(Dataset excerpts on object pointing)
* * * * *

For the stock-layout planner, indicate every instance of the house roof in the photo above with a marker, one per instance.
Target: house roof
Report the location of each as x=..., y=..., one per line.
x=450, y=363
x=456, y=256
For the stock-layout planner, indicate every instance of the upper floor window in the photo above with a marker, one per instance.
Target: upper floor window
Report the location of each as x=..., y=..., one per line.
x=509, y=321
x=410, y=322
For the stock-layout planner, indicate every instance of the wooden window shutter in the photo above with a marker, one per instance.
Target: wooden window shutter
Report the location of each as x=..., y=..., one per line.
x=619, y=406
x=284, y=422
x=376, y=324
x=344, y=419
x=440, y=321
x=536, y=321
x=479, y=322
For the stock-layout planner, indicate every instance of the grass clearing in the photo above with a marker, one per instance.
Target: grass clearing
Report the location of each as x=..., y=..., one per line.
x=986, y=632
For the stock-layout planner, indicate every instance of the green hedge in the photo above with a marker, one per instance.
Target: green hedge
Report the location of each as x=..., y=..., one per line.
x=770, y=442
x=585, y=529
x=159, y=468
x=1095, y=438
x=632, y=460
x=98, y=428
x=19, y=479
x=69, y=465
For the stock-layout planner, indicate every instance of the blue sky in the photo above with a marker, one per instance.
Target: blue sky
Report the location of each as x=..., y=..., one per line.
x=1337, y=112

* * * * *

WRITTEN INSTRUCTION
Can you reproduce every item above word for word, keeping each line as it appears?

SOLUTION TO THE PROBLEM
For the stock-layout planner, indicate every instance of the house roof in the photo above with a marker, one per instance.
Target: house roof
Report the location of each as x=..., y=..., one per line.
x=450, y=363
x=456, y=256
For the stock-layout planner, indicate every instance of the upper floor window in the photo above with a marker, one per instance.
Target: upper floor window
Report the location of each as x=..., y=..., one per line.
x=509, y=321
x=410, y=322
For the stock-layout planner, indicate every instance of the wooden window shutter in the photo above with a marker, one per instance.
Target: wooden window shutter
Report the location of each as x=..., y=..., one per line.
x=619, y=406
x=284, y=422
x=376, y=324
x=344, y=419
x=440, y=321
x=536, y=321
x=479, y=322
For the stock-layout planner, indicate every instance of the grass clearing in the photo above with a marker, one per instance.
Target: grass clearing
Report the location of each as x=..., y=..., one per line.
x=986, y=632
For the stock-layout planner, indicate every instance of the green hedge in the photo above with a marker, one per instance.
Target: green hedge
Report the location of each as x=..., y=..., one per line.
x=770, y=442
x=585, y=529
x=159, y=468
x=1095, y=438
x=632, y=460
x=98, y=428
x=19, y=479
x=69, y=465
For the stock-layout planner, indicate every instance of the blue sky in the photo above with a marker, one per instance.
Target: blue sky
Report the location of each as x=..., y=..., one per line.
x=1337, y=112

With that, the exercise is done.